*Work to be completed*:
Scan the data below and report how many lines include the word "mask". Nothing else is wanted.
:: Data for the task ::
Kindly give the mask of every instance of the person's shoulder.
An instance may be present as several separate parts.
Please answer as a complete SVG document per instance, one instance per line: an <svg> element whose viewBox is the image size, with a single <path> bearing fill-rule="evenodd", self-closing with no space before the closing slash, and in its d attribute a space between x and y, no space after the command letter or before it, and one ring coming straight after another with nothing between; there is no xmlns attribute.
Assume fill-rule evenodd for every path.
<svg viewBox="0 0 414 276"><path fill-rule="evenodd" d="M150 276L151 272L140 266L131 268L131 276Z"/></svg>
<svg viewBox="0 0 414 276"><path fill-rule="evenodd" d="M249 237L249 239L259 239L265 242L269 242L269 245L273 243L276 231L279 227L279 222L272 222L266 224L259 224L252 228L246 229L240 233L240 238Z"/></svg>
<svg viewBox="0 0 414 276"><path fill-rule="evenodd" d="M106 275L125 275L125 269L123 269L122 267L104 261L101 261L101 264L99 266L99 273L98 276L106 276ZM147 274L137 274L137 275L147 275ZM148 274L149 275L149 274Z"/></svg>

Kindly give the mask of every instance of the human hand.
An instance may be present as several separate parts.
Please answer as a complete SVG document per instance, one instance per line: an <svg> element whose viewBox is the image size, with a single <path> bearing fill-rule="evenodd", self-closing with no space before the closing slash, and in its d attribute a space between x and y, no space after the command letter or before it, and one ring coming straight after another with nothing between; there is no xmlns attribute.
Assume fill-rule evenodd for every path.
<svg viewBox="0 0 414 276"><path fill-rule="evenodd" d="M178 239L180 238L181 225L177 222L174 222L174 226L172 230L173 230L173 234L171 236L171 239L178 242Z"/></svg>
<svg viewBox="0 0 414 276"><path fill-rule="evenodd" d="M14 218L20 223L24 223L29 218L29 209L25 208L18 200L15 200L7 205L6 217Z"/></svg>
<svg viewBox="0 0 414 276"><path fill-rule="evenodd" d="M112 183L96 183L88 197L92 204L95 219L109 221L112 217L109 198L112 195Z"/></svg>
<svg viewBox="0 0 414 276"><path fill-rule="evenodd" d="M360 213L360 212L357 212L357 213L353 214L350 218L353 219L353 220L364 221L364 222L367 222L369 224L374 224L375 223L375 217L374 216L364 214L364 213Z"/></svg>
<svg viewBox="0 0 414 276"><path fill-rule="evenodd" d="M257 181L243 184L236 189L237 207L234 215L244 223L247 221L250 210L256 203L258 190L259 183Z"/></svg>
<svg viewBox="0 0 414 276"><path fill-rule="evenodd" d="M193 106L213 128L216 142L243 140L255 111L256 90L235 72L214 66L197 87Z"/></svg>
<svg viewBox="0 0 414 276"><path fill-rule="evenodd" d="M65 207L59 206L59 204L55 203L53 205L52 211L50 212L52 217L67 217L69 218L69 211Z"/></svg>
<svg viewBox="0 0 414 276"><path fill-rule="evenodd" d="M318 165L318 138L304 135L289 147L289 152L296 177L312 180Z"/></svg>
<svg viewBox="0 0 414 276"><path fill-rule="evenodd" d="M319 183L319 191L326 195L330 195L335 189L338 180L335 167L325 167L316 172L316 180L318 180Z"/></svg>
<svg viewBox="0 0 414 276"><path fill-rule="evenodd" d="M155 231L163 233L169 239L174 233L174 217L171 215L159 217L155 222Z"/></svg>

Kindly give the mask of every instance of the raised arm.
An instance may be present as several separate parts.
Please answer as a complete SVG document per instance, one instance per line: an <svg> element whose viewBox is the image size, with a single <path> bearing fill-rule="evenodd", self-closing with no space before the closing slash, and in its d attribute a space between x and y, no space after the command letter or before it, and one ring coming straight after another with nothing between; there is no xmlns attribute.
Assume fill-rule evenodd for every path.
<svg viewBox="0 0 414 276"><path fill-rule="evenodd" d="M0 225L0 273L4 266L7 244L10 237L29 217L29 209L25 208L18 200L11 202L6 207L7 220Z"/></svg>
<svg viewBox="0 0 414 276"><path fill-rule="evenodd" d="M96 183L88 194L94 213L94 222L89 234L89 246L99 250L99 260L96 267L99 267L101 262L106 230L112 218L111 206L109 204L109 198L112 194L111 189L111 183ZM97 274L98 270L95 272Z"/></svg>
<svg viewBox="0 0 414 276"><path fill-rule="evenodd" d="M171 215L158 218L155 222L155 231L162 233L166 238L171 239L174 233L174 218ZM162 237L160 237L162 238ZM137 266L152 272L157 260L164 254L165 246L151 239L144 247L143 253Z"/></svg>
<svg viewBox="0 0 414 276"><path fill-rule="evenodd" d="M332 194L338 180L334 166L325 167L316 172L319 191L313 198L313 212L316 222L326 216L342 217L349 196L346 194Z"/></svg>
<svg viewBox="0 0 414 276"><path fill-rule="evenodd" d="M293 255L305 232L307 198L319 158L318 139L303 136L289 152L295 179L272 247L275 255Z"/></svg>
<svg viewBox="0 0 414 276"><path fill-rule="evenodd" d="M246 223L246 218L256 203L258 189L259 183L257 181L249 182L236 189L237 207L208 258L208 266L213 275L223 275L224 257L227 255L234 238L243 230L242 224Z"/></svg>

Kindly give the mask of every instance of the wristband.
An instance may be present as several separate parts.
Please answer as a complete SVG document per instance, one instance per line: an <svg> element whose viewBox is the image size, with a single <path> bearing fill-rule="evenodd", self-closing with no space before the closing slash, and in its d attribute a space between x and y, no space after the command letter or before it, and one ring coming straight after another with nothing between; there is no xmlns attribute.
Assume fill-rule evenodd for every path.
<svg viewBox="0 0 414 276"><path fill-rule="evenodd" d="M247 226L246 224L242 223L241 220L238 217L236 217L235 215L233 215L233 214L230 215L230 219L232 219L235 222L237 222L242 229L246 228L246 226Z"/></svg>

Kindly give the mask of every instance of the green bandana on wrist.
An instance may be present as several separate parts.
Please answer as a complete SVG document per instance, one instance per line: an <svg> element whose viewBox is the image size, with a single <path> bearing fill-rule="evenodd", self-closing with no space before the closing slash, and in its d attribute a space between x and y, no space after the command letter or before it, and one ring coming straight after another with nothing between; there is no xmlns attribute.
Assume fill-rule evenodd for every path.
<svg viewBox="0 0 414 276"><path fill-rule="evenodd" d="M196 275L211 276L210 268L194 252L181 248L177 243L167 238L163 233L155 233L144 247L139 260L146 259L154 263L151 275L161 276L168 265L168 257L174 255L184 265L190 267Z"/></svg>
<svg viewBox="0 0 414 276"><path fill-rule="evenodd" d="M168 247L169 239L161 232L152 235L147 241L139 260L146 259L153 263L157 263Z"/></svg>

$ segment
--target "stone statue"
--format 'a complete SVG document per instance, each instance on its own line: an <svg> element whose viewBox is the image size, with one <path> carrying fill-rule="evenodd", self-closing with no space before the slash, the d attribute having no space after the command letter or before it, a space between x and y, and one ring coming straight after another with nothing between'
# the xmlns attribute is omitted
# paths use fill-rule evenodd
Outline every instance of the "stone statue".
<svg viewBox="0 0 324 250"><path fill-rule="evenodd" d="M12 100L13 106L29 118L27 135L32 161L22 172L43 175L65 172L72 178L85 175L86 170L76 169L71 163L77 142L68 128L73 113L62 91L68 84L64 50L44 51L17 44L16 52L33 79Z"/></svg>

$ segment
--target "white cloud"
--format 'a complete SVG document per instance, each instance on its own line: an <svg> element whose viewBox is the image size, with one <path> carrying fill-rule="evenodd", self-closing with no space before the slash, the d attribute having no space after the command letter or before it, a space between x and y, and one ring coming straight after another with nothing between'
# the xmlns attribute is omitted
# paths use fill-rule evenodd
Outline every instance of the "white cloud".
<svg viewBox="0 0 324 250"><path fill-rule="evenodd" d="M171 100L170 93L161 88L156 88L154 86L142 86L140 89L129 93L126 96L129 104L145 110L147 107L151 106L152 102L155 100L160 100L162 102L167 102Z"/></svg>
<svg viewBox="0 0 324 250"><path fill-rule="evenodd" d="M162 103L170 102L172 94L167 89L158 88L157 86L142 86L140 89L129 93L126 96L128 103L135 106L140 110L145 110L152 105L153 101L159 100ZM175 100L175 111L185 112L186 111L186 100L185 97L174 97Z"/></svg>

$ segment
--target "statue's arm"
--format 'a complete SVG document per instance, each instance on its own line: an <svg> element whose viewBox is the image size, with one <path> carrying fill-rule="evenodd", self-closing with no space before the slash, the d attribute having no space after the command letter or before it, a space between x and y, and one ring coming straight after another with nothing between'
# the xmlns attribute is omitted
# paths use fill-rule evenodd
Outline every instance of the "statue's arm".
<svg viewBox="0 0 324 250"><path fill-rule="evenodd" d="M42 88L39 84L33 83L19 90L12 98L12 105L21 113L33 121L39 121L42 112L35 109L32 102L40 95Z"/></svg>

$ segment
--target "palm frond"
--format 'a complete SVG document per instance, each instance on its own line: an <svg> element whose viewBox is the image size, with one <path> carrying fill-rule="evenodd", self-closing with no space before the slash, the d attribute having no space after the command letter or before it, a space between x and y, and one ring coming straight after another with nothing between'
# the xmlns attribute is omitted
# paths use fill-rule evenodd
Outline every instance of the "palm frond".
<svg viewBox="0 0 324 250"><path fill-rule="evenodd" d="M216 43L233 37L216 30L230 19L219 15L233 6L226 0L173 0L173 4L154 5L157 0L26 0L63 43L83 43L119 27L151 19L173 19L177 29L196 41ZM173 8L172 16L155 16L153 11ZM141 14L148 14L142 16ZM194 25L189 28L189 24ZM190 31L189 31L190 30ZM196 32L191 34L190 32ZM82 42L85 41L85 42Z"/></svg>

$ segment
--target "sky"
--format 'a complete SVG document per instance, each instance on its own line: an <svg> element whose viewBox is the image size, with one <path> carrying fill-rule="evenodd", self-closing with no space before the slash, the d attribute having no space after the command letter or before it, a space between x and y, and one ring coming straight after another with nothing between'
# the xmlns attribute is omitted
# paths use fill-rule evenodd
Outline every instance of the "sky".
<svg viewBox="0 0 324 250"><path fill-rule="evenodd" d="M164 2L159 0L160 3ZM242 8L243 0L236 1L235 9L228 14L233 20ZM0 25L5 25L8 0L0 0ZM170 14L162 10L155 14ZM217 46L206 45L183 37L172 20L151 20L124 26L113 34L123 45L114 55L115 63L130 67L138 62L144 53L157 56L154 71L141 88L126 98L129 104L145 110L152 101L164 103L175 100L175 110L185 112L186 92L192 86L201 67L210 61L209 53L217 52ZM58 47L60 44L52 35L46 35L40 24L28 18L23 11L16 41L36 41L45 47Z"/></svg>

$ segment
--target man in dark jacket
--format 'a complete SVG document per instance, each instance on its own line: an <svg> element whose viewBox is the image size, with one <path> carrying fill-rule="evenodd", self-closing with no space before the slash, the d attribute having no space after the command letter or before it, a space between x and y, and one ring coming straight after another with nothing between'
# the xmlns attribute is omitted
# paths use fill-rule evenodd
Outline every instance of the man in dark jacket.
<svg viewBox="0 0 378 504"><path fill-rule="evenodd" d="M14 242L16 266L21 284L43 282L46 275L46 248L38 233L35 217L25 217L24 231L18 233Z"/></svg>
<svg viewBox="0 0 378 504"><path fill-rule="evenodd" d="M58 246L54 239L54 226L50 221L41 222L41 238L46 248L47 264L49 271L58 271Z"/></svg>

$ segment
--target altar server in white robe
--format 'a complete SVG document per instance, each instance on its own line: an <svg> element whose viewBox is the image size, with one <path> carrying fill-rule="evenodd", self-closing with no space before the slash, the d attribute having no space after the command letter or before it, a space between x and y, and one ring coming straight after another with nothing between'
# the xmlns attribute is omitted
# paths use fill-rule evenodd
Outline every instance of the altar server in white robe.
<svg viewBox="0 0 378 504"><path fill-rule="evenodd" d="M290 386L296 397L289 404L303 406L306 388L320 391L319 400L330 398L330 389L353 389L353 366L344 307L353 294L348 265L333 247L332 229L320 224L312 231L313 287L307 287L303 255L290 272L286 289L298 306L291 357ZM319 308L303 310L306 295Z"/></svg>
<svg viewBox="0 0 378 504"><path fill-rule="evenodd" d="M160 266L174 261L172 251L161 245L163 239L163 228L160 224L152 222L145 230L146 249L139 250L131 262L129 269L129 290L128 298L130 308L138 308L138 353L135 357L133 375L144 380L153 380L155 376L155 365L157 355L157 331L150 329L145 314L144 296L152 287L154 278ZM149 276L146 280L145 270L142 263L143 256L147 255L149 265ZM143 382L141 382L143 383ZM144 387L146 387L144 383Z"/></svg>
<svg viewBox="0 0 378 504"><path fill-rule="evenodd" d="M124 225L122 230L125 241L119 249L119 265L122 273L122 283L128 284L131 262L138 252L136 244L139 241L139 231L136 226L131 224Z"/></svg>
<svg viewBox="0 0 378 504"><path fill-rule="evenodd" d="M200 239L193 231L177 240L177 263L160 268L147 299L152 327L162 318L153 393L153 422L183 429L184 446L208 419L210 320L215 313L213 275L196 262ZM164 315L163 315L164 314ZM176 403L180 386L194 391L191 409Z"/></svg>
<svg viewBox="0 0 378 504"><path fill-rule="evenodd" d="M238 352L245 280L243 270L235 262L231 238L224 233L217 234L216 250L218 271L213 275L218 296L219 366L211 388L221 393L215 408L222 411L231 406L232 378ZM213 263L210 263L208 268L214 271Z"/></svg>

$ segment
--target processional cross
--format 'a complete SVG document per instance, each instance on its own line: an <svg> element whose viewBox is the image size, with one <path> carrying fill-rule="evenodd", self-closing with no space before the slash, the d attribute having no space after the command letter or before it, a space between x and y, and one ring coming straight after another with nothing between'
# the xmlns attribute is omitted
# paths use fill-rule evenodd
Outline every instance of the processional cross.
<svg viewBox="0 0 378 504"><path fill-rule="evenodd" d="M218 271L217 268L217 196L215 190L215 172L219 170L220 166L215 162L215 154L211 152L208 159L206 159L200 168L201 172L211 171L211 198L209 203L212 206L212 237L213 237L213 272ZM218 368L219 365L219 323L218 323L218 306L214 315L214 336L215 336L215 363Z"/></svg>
:::
*Answer to this problem*:
5